- Extract to read
Table Design for Hierarchical Data

From: Lee Hachadoorian <lee(dot)hachadoorian(at)gmail(dot)com>
To: pgsql-sql <pgsql-sql(at)postgresql(dot)org>
Subject: Table Design for Hierarchical Data
Date: 2010-04-06 17:33:18
Message-ID: n2i5ab13581004061033j4ed25734xd0504cb95a1fc092@mail.gmail.com
Views: Raw Message | Whole Thread | Download mbox | Resend email
Thread:
Lists: pgsql-sql

Please point me to another listserv or forum if this question is more
appropriately addressed elsewhere.

I am trying to come up with a structure to store employment data by NAICS
(North American Industrial Classification System). The data uses a
hierarchical encoding scheme ranging between 2 and 5 digits. That is, each
2-digit code includes all industries beginning with the same two digits. 61
includes 611 which includes 6111, 6112, 6113, etc. A portion of the
hierarchy is shown after the sig.

A standard way to store hierarchical data is the adjacency list model, where
each node's parent appears as an attribute (table column). So 6111 would
list 611 as its parent. Since NAICS uses a hierarchical encoding scheme, the
node's name is the same as the node's id, and the parent can always be
derived from the node's id. Storing the parent id separately would seem to
violate a normal form (because of the redundancy).

- Required tasks
1/ In the mailing-list post, what does NAICS stand for?
2/ Copy out the mailing-list post word for word, everything from "I am trying" down to "after the sig.".

- Entries provided
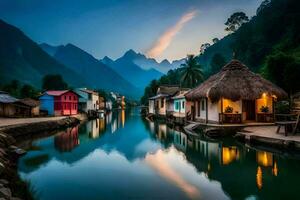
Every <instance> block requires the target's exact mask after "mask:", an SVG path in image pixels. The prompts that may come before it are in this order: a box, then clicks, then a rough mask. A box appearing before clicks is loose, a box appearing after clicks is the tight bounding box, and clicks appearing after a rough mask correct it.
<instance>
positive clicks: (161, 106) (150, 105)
mask: <svg viewBox="0 0 300 200" xmlns="http://www.w3.org/2000/svg"><path fill="white" fill-rule="evenodd" d="M181 90H183V91H184V90H185V89H181ZM179 91H180V88H179V87H178V86H160V87H159V88H158V89H157V92H156V96H154V97H151V98H149V114H156V115H160V116H165V115H166V114H167V112H173V111H174V101H173V99H172V97H173V96H174V95H175V94H176V93H177V92H179Z"/></svg>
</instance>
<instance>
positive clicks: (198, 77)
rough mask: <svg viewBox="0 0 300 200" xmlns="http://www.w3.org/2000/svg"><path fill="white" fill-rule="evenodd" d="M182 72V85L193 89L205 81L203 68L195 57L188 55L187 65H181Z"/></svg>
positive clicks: (187, 58) (187, 57)
mask: <svg viewBox="0 0 300 200" xmlns="http://www.w3.org/2000/svg"><path fill="white" fill-rule="evenodd" d="M181 66H182V68H180V71H181V73H182V76H181V80H180V81H181V83H183V84H184V85H186V86H188V87H190V88H193V87H195V86H196V85H198V84H199V83H200V82H201V81H203V80H204V74H203V71H202V69H201V68H202V67H201V65H200V64H198V61H197V59H196V57H195V56H194V55H188V56H187V58H186V60H185V63H184V64H182V65H181Z"/></svg>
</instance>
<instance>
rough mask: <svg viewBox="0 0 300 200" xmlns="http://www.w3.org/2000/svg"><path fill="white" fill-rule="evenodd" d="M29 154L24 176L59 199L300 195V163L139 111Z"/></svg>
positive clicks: (220, 196) (54, 198)
mask: <svg viewBox="0 0 300 200" xmlns="http://www.w3.org/2000/svg"><path fill="white" fill-rule="evenodd" d="M129 113H130V114H129ZM28 149H29V151H28V153H27V154H26V155H25V156H24V157H22V158H21V159H20V162H19V165H18V167H19V173H20V175H21V177H22V178H23V179H25V180H29V181H31V183H32V184H33V187H34V188H35V189H36V190H37V191H39V192H40V193H41V194H42V195H41V199H55V198H56V195H55V194H61V195H62V196H60V199H97V198H99V197H101V198H102V199H145V198H147V199H228V198H232V199H246V198H249V197H253V198H259V199H279V197H280V196H284V197H285V198H287V199H290V198H292V197H293V199H294V198H295V197H299V196H300V195H299V194H298V188H297V184H298V181H299V180H300V174H299V161H298V160H296V159H287V158H286V157H280V156H279V155H276V154H272V153H270V152H267V151H256V150H254V149H249V148H248V147H245V146H243V145H241V144H239V143H236V142H235V141H234V140H232V139H222V140H213V139H209V138H204V137H194V136H191V135H187V134H186V133H185V132H184V131H182V130H181V129H180V128H179V127H169V126H167V125H166V124H164V123H157V122H151V121H147V120H144V119H142V118H141V117H140V116H139V115H138V114H135V113H134V112H133V111H130V112H126V111H121V110H120V111H118V112H112V113H110V114H108V115H107V116H106V118H105V119H98V120H93V121H89V122H87V123H85V124H82V125H80V126H79V127H74V128H72V129H67V130H66V131H63V132H60V133H57V134H56V135H55V136H53V137H49V138H45V139H41V140H37V141H33V142H32V143H31V146H30V147H28ZM279 164H280V165H279ZM45 174H47V176H45ZM41 177H42V178H41ZM283 188H284V189H283ZM112 190H113V191H114V192H112ZM274 191H277V192H278V193H280V194H277V195H276V194H275V193H274Z"/></svg>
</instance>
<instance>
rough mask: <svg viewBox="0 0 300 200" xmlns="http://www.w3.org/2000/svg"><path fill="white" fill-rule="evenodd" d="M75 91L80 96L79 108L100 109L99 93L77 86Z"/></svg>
mask: <svg viewBox="0 0 300 200" xmlns="http://www.w3.org/2000/svg"><path fill="white" fill-rule="evenodd" d="M75 92H76V93H77V94H78V95H79V96H80V97H79V100H78V110H79V111H82V112H86V113H87V112H88V111H90V110H98V109H99V103H100V102H99V94H98V92H95V91H93V90H88V89H86V88H77V89H75Z"/></svg>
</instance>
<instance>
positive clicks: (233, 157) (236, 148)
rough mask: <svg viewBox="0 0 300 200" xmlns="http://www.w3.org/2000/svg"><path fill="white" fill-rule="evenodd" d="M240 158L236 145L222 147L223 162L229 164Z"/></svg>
mask: <svg viewBox="0 0 300 200" xmlns="http://www.w3.org/2000/svg"><path fill="white" fill-rule="evenodd" d="M238 159H239V151H238V149H237V148H236V147H222V164H223V165H228V164H229V163H231V162H232V161H234V160H238Z"/></svg>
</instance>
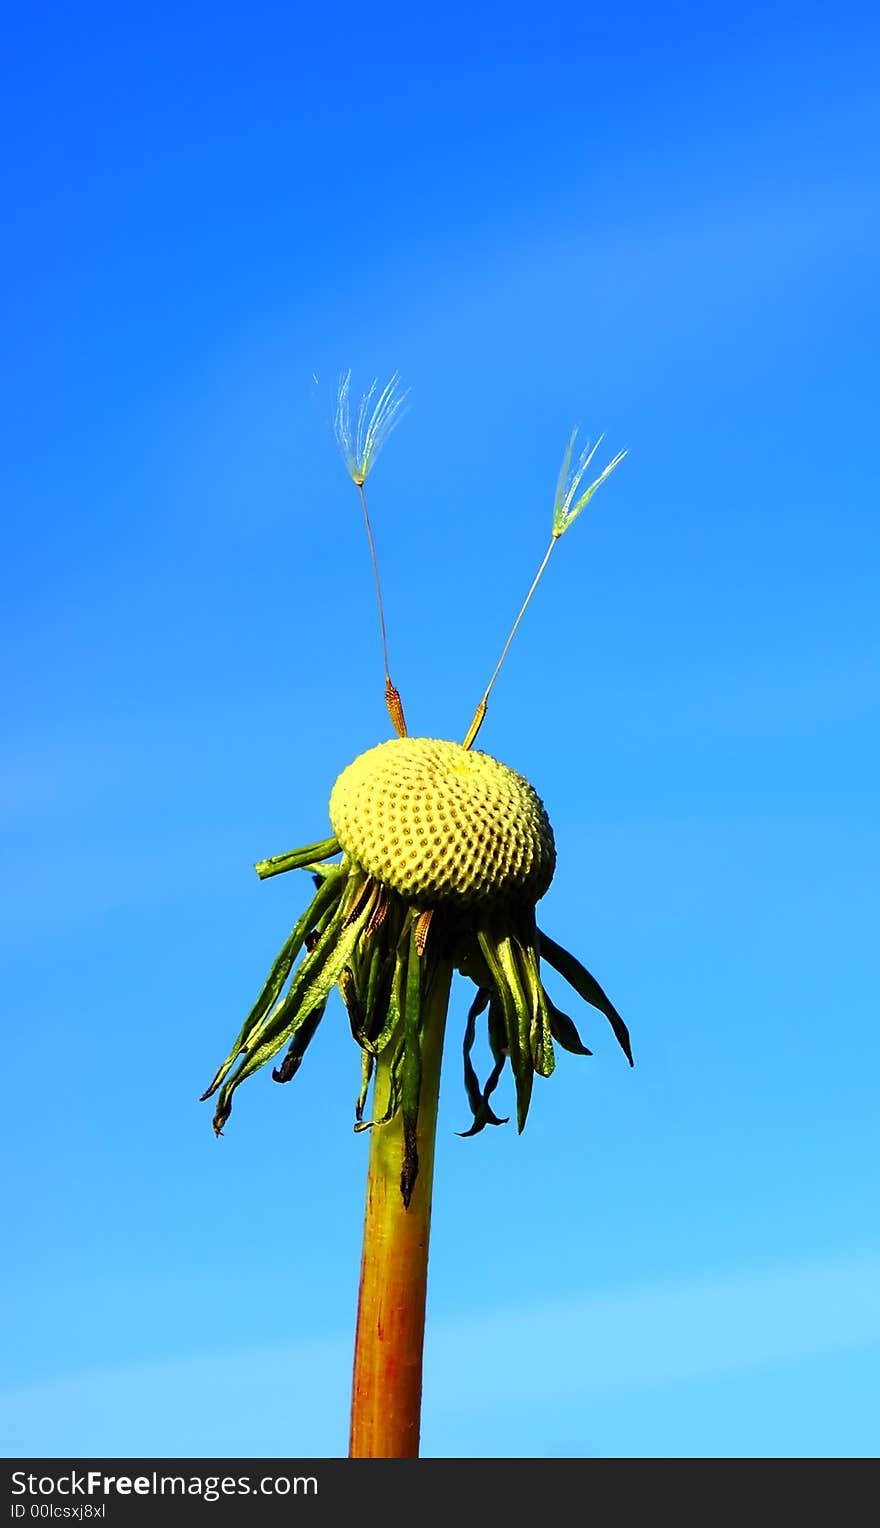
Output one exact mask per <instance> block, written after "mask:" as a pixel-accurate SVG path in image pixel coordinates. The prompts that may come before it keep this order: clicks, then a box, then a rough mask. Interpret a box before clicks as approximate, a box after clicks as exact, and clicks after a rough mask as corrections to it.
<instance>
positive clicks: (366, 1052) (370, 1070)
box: [354, 1050, 373, 1125]
mask: <svg viewBox="0 0 880 1528" xmlns="http://www.w3.org/2000/svg"><path fill="white" fill-rule="evenodd" d="M371 1079H373V1056H371V1053H370V1051H368V1050H362V1051H361V1093H359V1094H357V1102H356V1105H354V1118H356V1122H357V1125H361V1123H362V1122H364V1108H365V1105H367V1094H368V1093H370V1082H371Z"/></svg>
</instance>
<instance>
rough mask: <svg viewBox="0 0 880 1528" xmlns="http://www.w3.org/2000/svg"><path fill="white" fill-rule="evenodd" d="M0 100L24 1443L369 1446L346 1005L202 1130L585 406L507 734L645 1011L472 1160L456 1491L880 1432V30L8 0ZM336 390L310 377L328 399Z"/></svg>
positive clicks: (461, 1313)
mask: <svg viewBox="0 0 880 1528" xmlns="http://www.w3.org/2000/svg"><path fill="white" fill-rule="evenodd" d="M11 32H12V46H11V47H9V46H8V49H6V58H5V63H3V70H5V73H6V78H5V83H3V92H2V95H0V113H2V116H3V119H5V121H3V142H5V145H6V154H5V191H3V200H5V208H6V222H8V228H9V232H8V237H6V241H5V246H3V251H2V254H0V261H2V264H3V292H5V296H6V303H5V330H6V335H5V345H3V353H5V358H6V359H5V365H6V373H8V374H6V387H5V408H3V434H5V440H3V451H2V455H0V461H2V471H3V477H5V484H3V487H5V492H3V503H5V515H3V542H5V545H3V558H2V567H0V579H2V582H3V616H2V619H3V626H5V640H3V692H5V704H3V733H5V738H3V756H2V764H0V773H2V790H0V811H2V817H3V866H5V872H3V886H2V900H3V906H2V917H0V953H2V961H3V986H2V992H3V1005H5V1010H6V1013H5V1022H6V1025H8V1031H9V1038H8V1042H6V1065H5V1129H3V1146H5V1151H6V1152H8V1155H9V1187H8V1192H6V1224H8V1230H9V1241H8V1250H6V1254H5V1261H3V1268H2V1273H0V1293H2V1300H0V1311H2V1322H3V1328H5V1332H3V1351H5V1354H6V1366H5V1378H3V1390H2V1395H0V1416H2V1432H0V1439H2V1441H3V1450H5V1453H8V1455H34V1456H64V1455H72V1456H76V1458H87V1456H113V1455H122V1456H125V1455H134V1456H137V1455H142V1456H150V1455H157V1456H223V1455H228V1456H261V1455H263V1456H332V1455H339V1453H342V1452H344V1450H345V1438H347V1403H348V1395H347V1387H348V1365H350V1349H351V1332H353V1319H354V1300H356V1279H357V1258H359V1236H361V1216H362V1195H364V1174H365V1160H367V1141H365V1138H364V1137H356V1135H354V1134H353V1132H351V1120H353V1100H354V1094H356V1089H357V1077H359V1062H357V1054H356V1051H354V1047H353V1044H351V1039H350V1036H348V1031H347V1030H348V1027H347V1022H345V1018H344V1012H342V1008H341V1004H339V1002H338V1001H336V1002H335V1004H332V1005H330V1010H328V1013H327V1018H325V1021H324V1024H322V1027H321V1031H319V1034H318V1039H316V1041H315V1045H313V1048H312V1051H310V1053H309V1057H307V1063H306V1065H304V1068H302V1071H301V1073H299V1076H298V1077H296V1080H295V1082H293V1083H292V1085H290V1086H289V1088H284V1089H281V1088H277V1086H275V1085H273V1083H272V1082H270V1079H269V1077H267V1076H261V1077H258V1079H255V1080H254V1082H251V1083H247V1085H246V1088H243V1089H241V1093H240V1094H238V1097H237V1103H235V1114H234V1117H232V1120H231V1123H229V1126H228V1131H226V1135H225V1138H223V1141H220V1143H217V1141H215V1140H214V1137H212V1132H211V1118H209V1106H208V1105H199V1103H197V1096H199V1093H200V1091H202V1089H203V1086H205V1085H206V1082H208V1080H209V1077H211V1074H212V1071H214V1068H215V1065H217V1063H218V1060H220V1059H222V1057H223V1056H225V1054H226V1051H228V1048H229V1044H231V1041H232V1038H234V1034H235V1031H237V1028H238V1025H240V1021H241V1016H243V1013H244V1012H246V1008H247V1007H249V1004H251V1001H252V996H254V993H255V990H257V989H258V986H260V983H261V979H263V976H264V970H266V967H267V966H269V963H270V960H272V957H273V953H275V950H277V947H278V946H280V944H281V941H283V938H284V935H286V932H287V931H289V927H290V924H292V921H293V920H295V915H296V912H298V909H299V906H301V902H302V897H304V891H306V889H307V886H306V882H304V880H302V882H296V877H295V876H287V877H280V880H277V882H269V883H266V885H260V883H258V882H257V877H255V876H254V872H252V869H251V866H252V862H254V860H255V859H260V857H263V856H266V854H272V853H280V851H283V850H287V848H290V847H293V845H296V843H302V842H310V840H313V839H319V837H322V836H324V834H325V833H327V798H328V792H330V785H332V782H333V779H335V776H336V775H338V773H339V770H341V769H342V767H344V766H345V764H347V762H348V761H350V759H351V758H353V756H354V755H356V753H359V752H361V750H362V749H365V747H370V746H371V744H374V743H377V741H380V740H382V738H385V736H387V735H388V720H387V715H385V711H383V704H382V672H380V652H379V643H377V630H376V616H374V608H373V587H371V576H370V567H368V559H367V547H365V542H364V535H362V526H361V524H359V521H357V503H356V495H354V494H353V489H351V484H350V481H348V480H347V477H345V472H344V469H342V466H341V463H339V460H338V457H336V455H335V451H333V446H332V440H330V434H328V428H327V420H328V416H330V410H332V397H333V390H335V384H336V379H338V376H339V371H341V370H345V368H348V367H351V368H353V371H354V387H356V388H362V387H365V385H368V384H370V380H371V379H373V376H379V377H385V376H388V374H390V373H391V371H393V370H394V368H400V373H402V376H403V380H405V384H406V385H409V387H411V390H412V391H411V410H409V413H408V417H406V420H405V422H403V423H402V426H400V429H399V431H397V432H396V434H394V437H393V440H391V442H390V443H388V446H387V449H385V452H383V455H382V458H380V461H379V466H377V468H376V472H374V477H373V478H371V490H373V515H374V524H376V538H377V544H379V555H380V562H382V570H383V584H385V594H387V616H388V628H390V645H391V668H393V674H394V678H396V681H397V685H399V688H400V691H402V694H403V698H405V704H406V712H408V718H409V723H411V729H412V730H414V732H420V733H428V735H435V736H461V733H463V730H464V727H466V724H468V720H469V717H471V714H472V709H474V704H475V701H477V698H478V695H480V692H481V689H483V686H484V683H486V680H487V677H489V672H490V669H492V665H493V662H495V657H497V654H498V649H500V646H501V642H503V639H504V636H506V633H507V630H509V625H510V620H512V617H513V614H515V611H516V607H518V604H519V599H521V597H523V593H524V591H526V588H527V585H529V581H530V578H532V573H533V570H535V567H536V564H538V561H539V556H541V555H542V550H544V547H545V542H547V535H548V526H550V513H552V501H553V489H555V483H556V474H558V468H559V460H561V457H562V451H564V446H565V442H567V437H568V432H570V429H571V426H573V425H574V423H579V425H581V426H582V431H584V435H594V434H596V432H599V431H602V429H603V431H607V448H608V452H610V454H611V452H614V451H617V449H620V448H623V446H628V448H629V457H628V460H626V463H625V465H623V466H622V468H620V471H619V472H617V474H616V477H614V480H613V481H611V483H610V484H608V486H607V487H603V489H602V492H600V495H597V498H596V500H594V503H593V504H591V506H590V509H588V512H587V513H585V515H584V516H582V520H581V521H579V523H578V526H576V527H574V529H573V530H571V533H570V536H567V538H565V542H564V544H562V547H561V549H559V552H558V555H556V558H555V561H553V565H552V568H550V573H548V576H547V579H545V582H544V585H542V587H541V591H539V594H538V597H536V599H535V602H533V607H532V608H530V611H529V617H527V622H526V623H524V626H523V630H521V634H519V636H518V639H516V645H515V648H513V649H512V654H510V659H509V662H507V666H506V669H504V672H503V677H501V680H500V683H498V688H497V691H495V694H493V700H492V706H490V712H489V717H487V721H486V726H484V729H483V733H481V738H480V743H481V747H484V749H486V750H487V752H492V753H495V755H498V756H500V758H503V759H504V761H506V762H509V764H512V766H513V767H515V769H518V770H521V772H523V773H524V775H527V776H529V778H530V779H532V781H533V784H535V785H536V788H538V792H539V795H541V796H542V798H544V801H545V804H547V807H548V811H550V816H552V821H553V825H555V830H556V839H558V845H559V868H558V872H556V879H555V882H553V886H552V889H550V892H548V894H547V898H545V902H544V905H542V909H541V912H542V921H544V924H545V926H547V927H548V931H550V932H552V934H555V937H556V938H558V940H561V941H562V943H565V944H567V946H568V947H571V949H574V950H576V952H578V953H581V957H582V958H584V960H585V963H587V964H588V966H590V967H591V969H593V970H594V973H596V975H597V976H599V979H600V981H602V983H603V984H605V986H607V989H608V990H610V993H611V996H613V998H614V1001H616V1002H617V1005H619V1007H620V1010H622V1012H623V1015H625V1018H626V1019H628V1022H629V1027H631V1033H633V1042H634V1050H636V1062H637V1065H636V1070H634V1071H633V1073H631V1071H629V1070H628V1068H626V1065H625V1062H623V1059H622V1056H620V1053H619V1051H617V1050H616V1045H614V1041H613V1038H611V1033H610V1030H608V1028H607V1027H605V1022H603V1021H602V1019H600V1016H599V1015H593V1016H591V1015H590V1012H585V1010H581V1012H579V1013H578V1018H579V1019H582V1033H584V1038H585V1042H587V1044H588V1045H591V1047H593V1050H594V1056H593V1059H590V1060H581V1059H578V1057H573V1056H562V1057H561V1063H559V1068H558V1073H556V1076H555V1077H553V1079H552V1080H550V1082H547V1083H541V1082H539V1083H536V1088H535V1100H533V1108H532V1114H530V1118H529V1125H527V1129H526V1134H524V1135H523V1137H521V1138H519V1140H518V1138H516V1137H515V1134H513V1131H512V1128H506V1129H498V1131H486V1132H484V1134H483V1135H480V1137H477V1138H475V1140H460V1138H458V1137H457V1135H455V1131H460V1129H463V1128H466V1125H468V1122H469V1114H468V1108H466V1100H464V1093H463V1088H461V1077H460V1056H458V1044H457V1041H458V1036H460V1033H461V1025H463V1019H464V1013H466V1004H468V987H466V984H464V983H463V981H460V983H458V986H457V987H455V989H454V993H455V996H454V1007H452V1015H451V1045H449V1051H448V1057H446V1068H445V1082H443V1094H442V1106H440V1140H438V1155H437V1187H435V1219H434V1244H432V1262H431V1288H429V1337H428V1355H426V1375H425V1426H423V1453H425V1455H435V1456H474V1455H477V1456H490V1458H497V1456H535V1458H550V1456H562V1458H581V1456H608V1458H634V1456H669V1458H675V1456H736V1455H744V1456H865V1455H875V1453H877V1452H878V1442H880V1277H878V1276H880V1227H878V1221H877V1210H878V1193H877V1108H875V1100H877V1074H878V1065H880V1041H878V1028H877V1016H878V1013H877V1007H878V1005H877V970H875V955H874V953H872V950H871V947H869V946H871V944H874V949H875V934H877V892H878V850H880V813H878V810H877V808H878V795H880V792H878V779H880V769H878V764H880V720H878V680H877V674H878V659H880V631H878V620H877V605H878V601H877V588H878V553H880V529H878V501H880V495H878V480H880V472H878V458H877V448H875V437H877V354H878V341H880V322H878V319H880V299H878V295H877V293H878V286H877V260H878V257H880V197H878V193H880V176H878V173H877V165H878V162H880V118H878V112H877V93H875V84H877V78H878V69H880V46H878V44H880V23H878V20H877V12H875V8H872V6H846V5H842V6H837V8H836V9H834V12H833V14H831V12H827V11H825V8H819V6H810V5H807V6H804V5H799V6H773V8H765V6H750V5H744V6H738V8H736V9H735V12H726V14H724V15H720V14H718V12H712V11H704V9H700V8H694V6H672V8H668V6H665V8H662V9H657V8H649V6H631V5H629V6H628V5H622V6H617V8H614V14H613V15H611V14H608V11H607V9H602V11H594V12H591V11H590V9H588V8H584V6H582V5H579V6H574V5H571V6H567V5H561V6H556V8H552V9H550V11H547V9H544V11H538V12H533V11H526V9H523V11H521V12H516V11H513V12H510V9H507V11H504V12H503V11H500V9H495V8H484V9H483V11H480V8H474V6H457V5H452V6H446V8H443V11H438V12H435V14H431V12H423V11H419V9H414V8H411V6H409V8H394V6H385V8H380V9H374V8H373V9H357V8H351V6H348V5H345V3H342V5H336V6H333V8H330V9H327V11H325V12H318V8H315V9H313V11H299V9H292V8H290V6H281V5H260V3H251V5H247V6H243V5H240V3H238V5H222V3H220V5H211V6H208V5H203V6H202V5H192V3H182V5H174V6H170V5H163V3H157V5H150V6H141V5H136V3H134V5H125V6H122V8H119V6H101V5H89V3H84V5H79V6H76V8H73V9H70V8H61V6H55V5H44V6H37V8H20V9H18V14H17V15H15V17H14V18H12V21H11ZM315 376H316V377H318V387H316V385H315V380H313V377H315Z"/></svg>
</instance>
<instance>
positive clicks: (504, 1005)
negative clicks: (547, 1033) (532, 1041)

- Problem solutions
1/ North American Industrial Classification System

2/
I am trying to come up with a structure to store employment data by NAICS
(North American Industrial Classification System). The data uses a
hierarchical encoding scheme ranging between 2 and 5 digits. That is, each
2-digit code includes all industries beginning with the same two digits. 61
includes 611 which includes 6111, 6112, 6113, etc. A portion of the
hierarchy is shown after the sig.